The Tokyo 2020 Olympics have come and gone. The games always motivate some young people to get into sports. But while there is glamour attached to sports participation, there are also well documented challenges with regard to administration and funding in Nigeria.
Many of the athletes representing Nigeria in Tokyo experienced funding problems as a result of bad administration. The organisation in charge of athletics in Nigeria was enmeshed in a leadership crisis which had a negative impact on preparations for the Olympics. Ten Nigerians were disqualified because the sports federation didn’t conduct sufficient drug testing.
Indicating the poor funding, news emerged that Nigerian shotputter Chukwuebuka Enekwechi, an Olympics finalist, had only one jersey. The crowning embarrassment was when sports goods company Puma ended its US$2.7m sponsorship and licensing agreement with the Athletics Federation of Nigeria because of a breach of contract.

▶ [WHAT YOU WILL DO]
(A) Extract, verbatim, the lines of the records beginning with the line containing "Detect all instances of metal railing." and continuing through the final line of the records.
(B) Continue the passage on Nigeria's sports administration and funding problems, beginning right after its last sentence.
The text has no connection to the records that follow it.

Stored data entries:
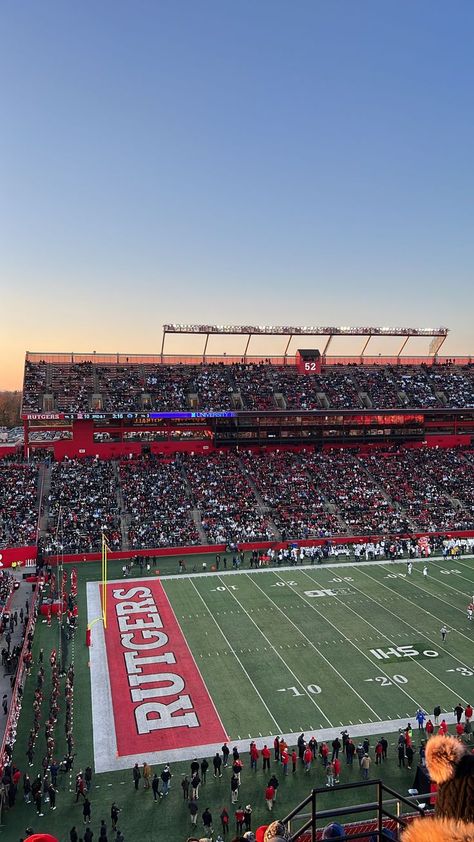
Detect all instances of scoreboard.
[295,349,321,374]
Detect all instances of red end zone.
[105,579,227,757]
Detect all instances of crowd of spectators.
[364,448,474,532]
[50,362,94,412]
[119,456,200,549]
[45,459,121,553]
[23,360,47,412]
[182,452,275,544]
[0,440,474,553]
[0,459,38,548]
[241,452,338,540]
[23,361,474,412]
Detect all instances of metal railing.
[282,778,435,842]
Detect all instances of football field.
[87,558,474,771]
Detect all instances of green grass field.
[3,557,474,842]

▶ [WRITTEN ANSWERS]
(A)
Detect all instances of metal railing.
[282,778,435,842]
Detect all instances of football field.
[87,558,474,771]
Detect all instances of green grass field.
[3,557,474,842]

(B)
Clearly there are challenges with sports management in Nigeria. But athletes can explore alternative sources of financial support. Seeking sponsorship and support is not new in sports. Nigerian bobsledder Seun Adigun launched a GoFundMe page in 2016 to help get the national team to the Winter Olympics. More recently, there’s been a GoFundMe page to support the national women’s basketball team preparing for the 2020 Tokyo Olympics. And the Friends of Nigerian Basketball Foundation raised funds for the men’s basketball team.
Individual athletes, too, have opportunities to benefit from selling the rights to their names, images and likenesses. This allows athletes to earn money through monetising their social media accounts, media appearances and endorsements. For example, Conor McGregor, the Irish mixed martial artist, is one of the highest-paid athletes in the world in 2021. He made 87.7% ($158 million) of his earnings outside his fighting career over the last 12 months. Many athletes are, however, not aware of the possibilities.
I have written on brand management and conducted research on bank brands, university brands, human brands and Africa as a brand. Based on over ten years of work around the issue of brands, which includes a study on the failure of sportswomen to develop their own brands, I suggest five steps for athletes to consider.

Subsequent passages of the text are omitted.